__EXERCISE GOAL__:
Pick out each line in the records below that contains the string "black", and copy those lines.

__RECORDS SUPPLIED__:

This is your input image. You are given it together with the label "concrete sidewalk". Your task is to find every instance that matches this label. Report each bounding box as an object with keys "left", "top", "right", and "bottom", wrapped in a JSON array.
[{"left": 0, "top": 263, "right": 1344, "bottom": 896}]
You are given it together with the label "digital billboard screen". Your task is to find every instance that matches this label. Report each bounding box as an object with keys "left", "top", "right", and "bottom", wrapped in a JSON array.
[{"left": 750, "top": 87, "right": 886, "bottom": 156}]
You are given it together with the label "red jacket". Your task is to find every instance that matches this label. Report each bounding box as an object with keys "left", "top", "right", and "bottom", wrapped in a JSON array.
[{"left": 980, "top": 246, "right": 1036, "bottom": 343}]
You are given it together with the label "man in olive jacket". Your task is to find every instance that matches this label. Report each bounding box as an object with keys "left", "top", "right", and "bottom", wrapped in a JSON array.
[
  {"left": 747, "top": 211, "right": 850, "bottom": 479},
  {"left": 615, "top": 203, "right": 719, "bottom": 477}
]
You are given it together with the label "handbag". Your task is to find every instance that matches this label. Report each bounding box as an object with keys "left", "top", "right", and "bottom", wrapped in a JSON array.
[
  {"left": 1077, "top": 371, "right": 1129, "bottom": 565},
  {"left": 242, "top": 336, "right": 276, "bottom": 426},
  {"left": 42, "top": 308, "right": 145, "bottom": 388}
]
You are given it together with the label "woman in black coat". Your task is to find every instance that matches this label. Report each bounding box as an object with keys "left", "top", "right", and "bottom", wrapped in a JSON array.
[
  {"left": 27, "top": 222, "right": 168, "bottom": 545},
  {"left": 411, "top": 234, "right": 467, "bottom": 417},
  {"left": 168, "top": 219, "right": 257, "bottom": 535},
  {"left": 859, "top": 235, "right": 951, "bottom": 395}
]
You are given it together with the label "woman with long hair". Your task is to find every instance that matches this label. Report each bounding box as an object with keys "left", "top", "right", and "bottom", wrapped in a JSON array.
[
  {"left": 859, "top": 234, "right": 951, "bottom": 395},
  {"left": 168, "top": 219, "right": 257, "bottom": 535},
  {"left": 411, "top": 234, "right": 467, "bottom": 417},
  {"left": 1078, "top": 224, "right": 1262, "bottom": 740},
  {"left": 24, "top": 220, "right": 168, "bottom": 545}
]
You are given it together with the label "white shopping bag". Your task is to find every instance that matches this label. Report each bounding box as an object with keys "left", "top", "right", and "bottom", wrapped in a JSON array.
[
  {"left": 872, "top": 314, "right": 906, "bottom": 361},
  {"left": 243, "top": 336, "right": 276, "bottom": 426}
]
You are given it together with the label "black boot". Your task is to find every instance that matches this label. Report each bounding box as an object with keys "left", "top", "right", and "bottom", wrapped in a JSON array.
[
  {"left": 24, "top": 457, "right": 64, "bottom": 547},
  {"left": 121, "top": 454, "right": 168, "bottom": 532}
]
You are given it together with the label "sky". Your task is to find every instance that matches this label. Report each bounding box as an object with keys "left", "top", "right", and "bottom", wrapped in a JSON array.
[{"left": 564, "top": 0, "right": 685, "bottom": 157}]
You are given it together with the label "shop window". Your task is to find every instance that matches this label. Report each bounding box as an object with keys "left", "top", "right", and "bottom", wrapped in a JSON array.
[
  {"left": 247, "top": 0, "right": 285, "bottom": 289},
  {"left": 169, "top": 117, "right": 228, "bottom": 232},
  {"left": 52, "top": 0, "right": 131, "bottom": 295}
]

__SOLUTION TO THE EXERCISE__:
You are given it together with the label "woman in black coat". Your task is to find every instance that matches this label. Report each bounding box as an object with keys "left", "top", "right", and "bottom", wrapped in a JSON array.
You are given it together with the label "black boot". Your task is to find every instance that matches this label. Report each bounding box as an object with keys "left", "top", "right", and "bottom", wrapped in a JSON array.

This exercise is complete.